Goal of the exercise —
Can you copy out the stretch of data that runs from its start through the line containing "110L143 95L123 76L96", both ends included, leaving the pictures out?

Records —

──────────

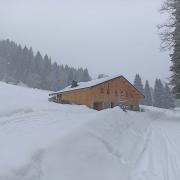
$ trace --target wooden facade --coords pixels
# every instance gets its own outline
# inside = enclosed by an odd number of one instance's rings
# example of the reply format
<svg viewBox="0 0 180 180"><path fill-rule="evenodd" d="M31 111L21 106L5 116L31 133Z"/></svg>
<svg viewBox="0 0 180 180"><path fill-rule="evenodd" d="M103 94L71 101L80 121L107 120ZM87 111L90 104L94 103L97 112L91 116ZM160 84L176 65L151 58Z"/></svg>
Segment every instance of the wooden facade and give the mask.
<svg viewBox="0 0 180 180"><path fill-rule="evenodd" d="M139 110L143 95L123 76L96 84L56 94L58 103L86 105L96 110L112 108L125 103L132 110Z"/></svg>

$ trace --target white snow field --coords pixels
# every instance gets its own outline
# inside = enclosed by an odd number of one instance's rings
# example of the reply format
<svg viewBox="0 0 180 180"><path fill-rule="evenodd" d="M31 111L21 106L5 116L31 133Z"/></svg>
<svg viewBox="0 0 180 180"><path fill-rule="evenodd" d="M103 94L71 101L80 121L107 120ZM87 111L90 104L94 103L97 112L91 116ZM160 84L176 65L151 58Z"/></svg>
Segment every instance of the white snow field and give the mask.
<svg viewBox="0 0 180 180"><path fill-rule="evenodd" d="M180 180L180 110L97 112L0 82L0 180Z"/></svg>

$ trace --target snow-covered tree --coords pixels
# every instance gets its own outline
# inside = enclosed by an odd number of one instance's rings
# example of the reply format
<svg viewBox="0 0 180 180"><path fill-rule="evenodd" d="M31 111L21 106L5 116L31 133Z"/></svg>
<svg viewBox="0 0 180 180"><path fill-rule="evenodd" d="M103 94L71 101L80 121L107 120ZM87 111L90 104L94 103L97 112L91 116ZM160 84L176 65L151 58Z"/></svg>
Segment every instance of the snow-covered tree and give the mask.
<svg viewBox="0 0 180 180"><path fill-rule="evenodd" d="M34 55L32 48L22 48L9 40L0 41L0 80L21 81L29 87L57 91L73 80L89 81L87 69L75 69L52 63L40 52Z"/></svg>
<svg viewBox="0 0 180 180"><path fill-rule="evenodd" d="M171 50L171 84L174 94L180 99L180 0L165 0L161 12L169 15L160 26L160 37L162 48Z"/></svg>
<svg viewBox="0 0 180 180"><path fill-rule="evenodd" d="M165 84L165 87L164 87L164 96L165 96L164 108L167 108L167 109L174 108L175 99L167 83Z"/></svg>
<svg viewBox="0 0 180 180"><path fill-rule="evenodd" d="M144 88L143 88L143 83L141 80L141 77L139 74L136 74L135 79L134 79L134 86L136 89L138 89L142 94L144 94ZM141 100L140 104L144 104L144 99Z"/></svg>
<svg viewBox="0 0 180 180"><path fill-rule="evenodd" d="M156 79L155 81L153 100L153 106L164 108L164 87L160 79Z"/></svg>

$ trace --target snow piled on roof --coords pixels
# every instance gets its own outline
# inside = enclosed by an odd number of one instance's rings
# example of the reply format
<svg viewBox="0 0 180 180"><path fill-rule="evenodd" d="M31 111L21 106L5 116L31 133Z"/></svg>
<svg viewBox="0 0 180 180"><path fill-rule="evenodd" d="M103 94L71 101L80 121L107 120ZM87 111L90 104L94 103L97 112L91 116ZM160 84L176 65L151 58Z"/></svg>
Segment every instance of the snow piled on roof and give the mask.
<svg viewBox="0 0 180 180"><path fill-rule="evenodd" d="M74 91L74 90L93 87L93 86L96 86L96 85L101 84L103 82L110 81L112 79L118 78L120 76L122 76L122 75L108 76L108 77L104 77L104 78L100 78L100 79L94 79L94 80L88 81L88 82L78 82L77 87L71 88L71 85L70 85L70 86L67 86L66 88L64 88L61 91L58 91L56 93L58 94L58 93L63 93L63 92L68 92L68 91Z"/></svg>

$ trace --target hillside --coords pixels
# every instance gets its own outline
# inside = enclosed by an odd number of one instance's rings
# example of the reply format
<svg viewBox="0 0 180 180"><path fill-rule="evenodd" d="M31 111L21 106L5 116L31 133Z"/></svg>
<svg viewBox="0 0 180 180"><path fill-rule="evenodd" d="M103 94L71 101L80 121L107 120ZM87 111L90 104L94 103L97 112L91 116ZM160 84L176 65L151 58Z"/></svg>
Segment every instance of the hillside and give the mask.
<svg viewBox="0 0 180 180"><path fill-rule="evenodd" d="M97 112L0 82L1 180L179 180L180 111Z"/></svg>
<svg viewBox="0 0 180 180"><path fill-rule="evenodd" d="M32 48L0 40L0 81L57 91L73 80L86 82L90 79L88 69L59 65L48 55L43 57L39 51L34 53Z"/></svg>

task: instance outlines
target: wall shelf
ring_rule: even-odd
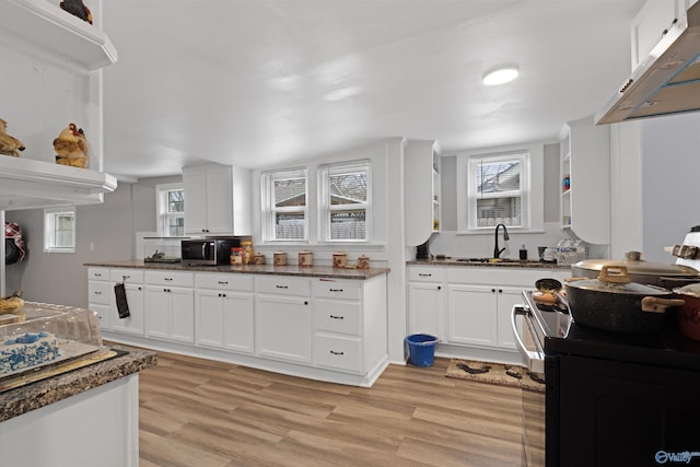
[[[116,187],[103,172],[0,155],[0,210],[94,205]]]
[[[0,31],[86,70],[117,61],[117,49],[103,31],[46,0],[0,1]]]

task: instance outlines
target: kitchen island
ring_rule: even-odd
[[[388,268],[85,266],[89,307],[114,341],[358,386],[388,365]],[[121,317],[119,282],[129,306]]]
[[[109,350],[110,359],[0,393],[2,465],[139,465],[139,372],[156,357]]]

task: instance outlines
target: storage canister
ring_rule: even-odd
[[[348,254],[342,252],[336,252],[332,254],[332,267],[345,268],[348,266]]]
[[[272,254],[272,264],[275,266],[287,266],[287,253],[275,252]]]
[[[314,254],[307,249],[299,252],[299,266],[314,266]]]
[[[253,242],[250,241],[241,242],[241,247],[243,248],[243,264],[244,265],[253,264],[253,257],[255,256]]]

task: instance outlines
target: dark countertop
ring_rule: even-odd
[[[151,350],[121,345],[107,347],[127,353],[0,393],[0,422],[145,370],[158,362],[155,352]]]
[[[445,258],[445,259],[418,259],[406,261],[411,266],[451,266],[451,267],[477,267],[477,268],[539,268],[539,269],[571,269],[571,265],[558,265],[556,262],[544,262],[537,260],[520,261],[517,259],[505,260],[501,262],[480,262],[464,261],[463,258]]]
[[[102,268],[133,268],[153,269],[165,271],[194,271],[194,272],[232,272],[247,275],[271,276],[299,276],[311,278],[335,278],[365,280],[389,272],[389,268],[370,269],[339,269],[331,266],[273,266],[273,265],[244,265],[244,266],[192,266],[182,262],[144,262],[141,259],[127,259],[119,261],[85,262],[83,266]]]

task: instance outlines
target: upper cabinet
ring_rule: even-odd
[[[58,3],[0,1],[0,118],[26,147],[20,157],[0,155],[0,210],[98,203],[117,186],[102,172],[100,71],[117,51],[96,25]],[[98,5],[91,8],[98,17]],[[90,168],[56,164],[52,141],[69,122],[85,131]]]
[[[610,243],[610,130],[593,118],[565,124],[561,140],[561,221],[587,243]]]
[[[408,140],[404,153],[406,245],[440,232],[440,157],[435,141]]]
[[[86,70],[117,61],[103,31],[46,0],[0,1],[0,30]]]
[[[185,235],[250,235],[250,172],[207,164],[183,168]]]

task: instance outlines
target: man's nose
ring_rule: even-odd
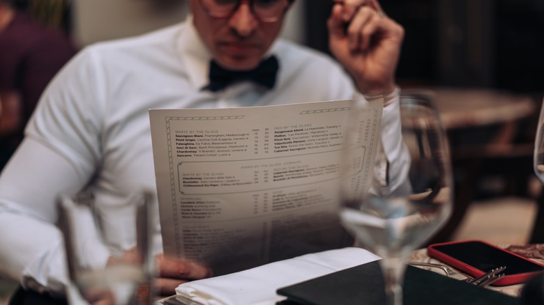
[[[242,1],[238,9],[230,17],[230,26],[241,37],[250,36],[259,25],[248,1]]]

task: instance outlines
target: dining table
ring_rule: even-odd
[[[511,251],[515,253],[519,254],[520,256],[524,256],[527,258],[529,258],[531,260],[534,260],[536,263],[544,264],[544,244],[497,244],[499,247],[507,249],[508,251]],[[433,264],[441,264],[443,265],[447,265],[447,264],[445,264],[444,262],[441,262],[436,258],[432,258],[429,256],[427,253],[427,249],[426,248],[422,248],[419,249],[418,250],[416,250],[412,252],[411,255],[410,256],[410,258],[409,259],[410,262],[419,262],[419,263],[430,263]],[[374,262],[375,263],[375,262]],[[368,263],[363,265],[367,264],[372,264],[372,263]],[[471,276],[469,274],[464,274],[462,271],[456,269],[455,268],[448,266],[450,269],[453,269],[455,272],[457,272],[458,273],[460,273],[462,274],[464,274],[467,276],[468,278],[471,278]],[[444,272],[438,268],[435,267],[421,267],[418,266],[418,268],[428,270],[429,272],[432,272],[436,274],[440,274],[441,276],[444,276],[444,277],[447,277],[447,276],[444,273]],[[352,268],[349,268],[352,269]],[[338,272],[336,272],[338,273]],[[441,276],[439,276],[440,278],[441,278]],[[448,279],[448,280],[451,280],[451,279]],[[204,280],[206,281],[206,280]],[[311,281],[311,280],[310,280]],[[457,280],[455,280],[457,281]],[[304,282],[303,282],[303,283]],[[370,282],[366,281],[365,283],[368,283]],[[432,287],[434,283],[429,283],[430,287]],[[421,285],[421,283],[419,283],[418,285]],[[472,286],[470,286],[472,287]],[[480,290],[489,290],[494,292],[497,292],[498,294],[504,294],[507,296],[515,298],[515,300],[513,301],[513,303],[517,303],[518,301],[520,299],[520,297],[522,295],[522,292],[524,288],[524,284],[516,284],[516,285],[512,285],[512,286],[487,286],[485,287],[478,287],[477,288]],[[365,289],[361,287],[361,289]],[[442,288],[443,290],[446,289],[446,291],[447,291],[446,288]],[[458,293],[458,289],[459,287],[453,288],[452,287],[452,293]],[[482,291],[482,290],[480,290]],[[483,290],[485,291],[485,290]],[[233,294],[236,293],[240,293],[237,291],[233,291]],[[478,293],[478,292],[476,292]],[[491,294],[491,296],[493,296],[494,294]],[[516,301],[517,300],[517,301]],[[484,302],[483,303],[481,302],[481,300],[478,301],[479,302],[475,303],[478,304],[491,304],[491,303],[486,303]],[[505,304],[511,304],[512,302],[511,300],[511,303],[505,303]],[[210,303],[211,304],[211,303]],[[213,303],[215,304],[215,303]],[[273,305],[273,302],[271,303],[271,305]],[[276,303],[276,304],[298,304],[296,302],[280,302]],[[311,304],[313,303],[301,303],[301,304]],[[323,303],[323,304],[328,304],[328,303]],[[372,303],[370,303],[372,304]],[[451,303],[448,303],[451,304]],[[499,303],[502,304],[502,303]],[[174,295],[172,296],[163,299],[161,299],[160,301],[158,301],[156,303],[155,303],[155,305],[201,305],[201,303],[195,302],[194,299],[190,299],[186,297],[183,297],[182,296],[179,295]]]

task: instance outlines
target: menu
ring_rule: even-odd
[[[350,245],[336,209],[354,103],[370,187],[379,101],[149,110],[165,254],[220,275]]]

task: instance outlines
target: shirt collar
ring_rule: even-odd
[[[186,26],[178,40],[179,56],[187,67],[186,72],[195,88],[202,88],[208,84],[211,54],[197,32],[192,16],[187,17]]]

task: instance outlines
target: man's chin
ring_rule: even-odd
[[[216,61],[225,69],[234,71],[245,71],[252,70],[259,65],[261,58],[216,58]]]

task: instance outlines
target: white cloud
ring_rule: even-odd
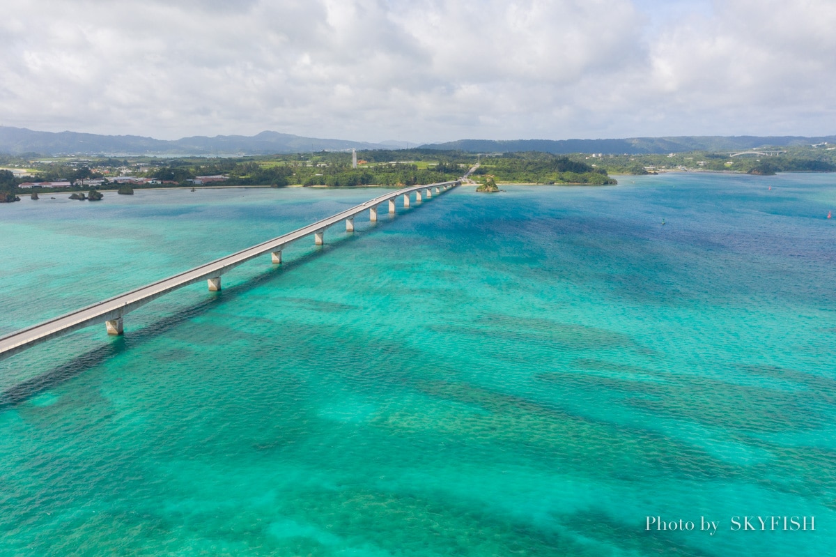
[[[834,131],[829,0],[4,8],[7,125],[412,141]]]

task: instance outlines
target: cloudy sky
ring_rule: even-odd
[[[834,0],[4,0],[0,125],[160,139],[836,133]]]

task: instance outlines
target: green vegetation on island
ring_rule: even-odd
[[[479,168],[473,173],[491,175],[496,181],[511,184],[587,184],[604,186],[616,184],[606,169],[587,164],[562,155],[548,153],[506,153],[482,156]]]
[[[0,203],[20,201],[17,195],[18,182],[11,171],[0,170]]]
[[[486,176],[485,182],[479,184],[479,187],[476,188],[477,192],[484,192],[486,193],[496,193],[499,191],[499,187],[497,186],[497,182],[493,181],[493,176]]]
[[[665,171],[726,171],[768,176],[788,171],[836,171],[836,146],[828,143],[740,151],[699,151],[646,155],[544,152],[471,153],[418,148],[357,151],[320,151],[237,158],[40,157],[28,153],[0,155],[0,202],[19,201],[21,192],[77,192],[87,199],[89,188],[217,186],[402,187],[457,180],[477,161],[471,176],[491,191],[495,184],[615,184],[611,175]],[[13,170],[14,171],[11,171]],[[95,197],[95,196],[94,196]]]

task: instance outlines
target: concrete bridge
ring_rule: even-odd
[[[123,319],[125,314],[160,296],[201,280],[206,281],[210,290],[220,290],[221,277],[223,273],[250,259],[269,253],[273,263],[281,263],[282,250],[293,242],[313,236],[314,243],[316,245],[322,245],[324,243],[325,230],[343,221],[345,221],[345,230],[354,232],[354,218],[366,211],[369,212],[370,221],[374,222],[377,221],[378,208],[387,202],[389,212],[394,214],[398,197],[402,198],[403,207],[410,207],[410,196],[413,193],[415,196],[415,202],[420,202],[423,201],[424,197],[429,199],[432,197],[433,194],[441,194],[461,185],[461,181],[444,181],[429,186],[413,186],[397,192],[385,193],[361,205],[346,209],[336,215],[317,221],[313,224],[274,238],[272,240],[263,242],[237,253],[227,255],[185,273],[163,278],[135,290],[12,333],[0,338],[0,360],[50,339],[99,323],[104,323],[109,335],[121,335],[124,326]]]

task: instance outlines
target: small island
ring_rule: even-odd
[[[499,192],[499,187],[497,186],[497,182],[494,181],[493,176],[489,176],[485,180],[484,184],[480,184],[479,187],[476,188],[477,192],[484,192],[485,193],[496,193]]]

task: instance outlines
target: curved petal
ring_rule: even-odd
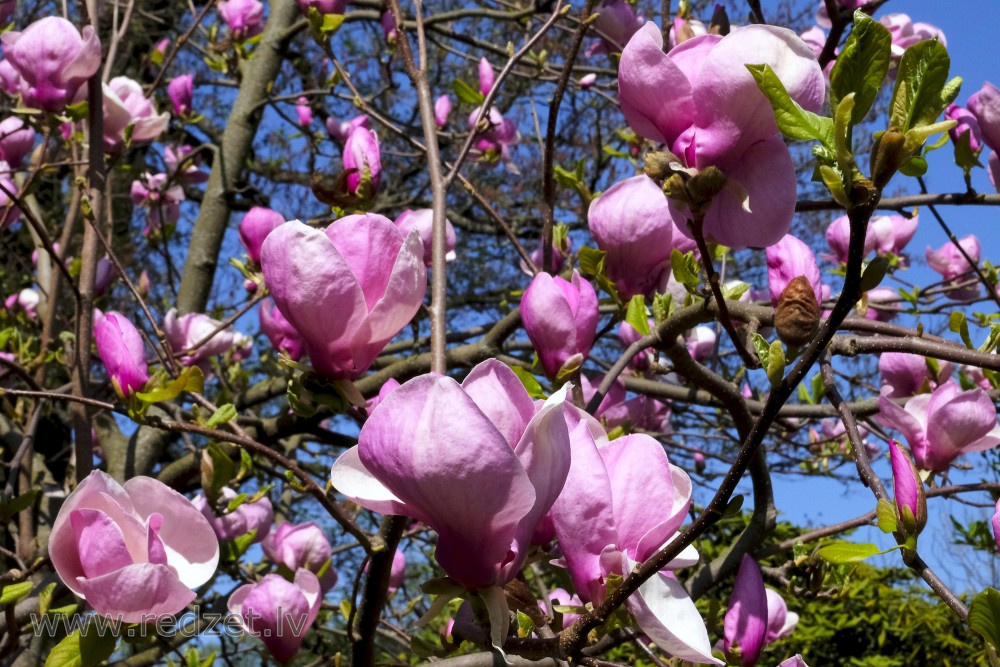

──────────

Correct answer —
$ trace --target wooden facade --coords pixels
# every instance gets its own outline
# inside = enclosed by an odd number of one instance's rings
# example of the reply format
<svg viewBox="0 0 180 180"><path fill-rule="evenodd" d="M31 111L21 106L5 116L31 133Z"/></svg>
<svg viewBox="0 0 180 180"><path fill-rule="evenodd" d="M103 94L71 101L80 121L107 120ZM87 111L90 104L94 103L97 112L91 116ZM160 84L176 65L151 58Z"/></svg>
Segment every instance of the wooden facade and give the mask.
<svg viewBox="0 0 180 180"><path fill-rule="evenodd" d="M139 110L143 95L123 76L96 84L56 94L58 103L86 105L96 110L112 108L125 103L132 110Z"/></svg>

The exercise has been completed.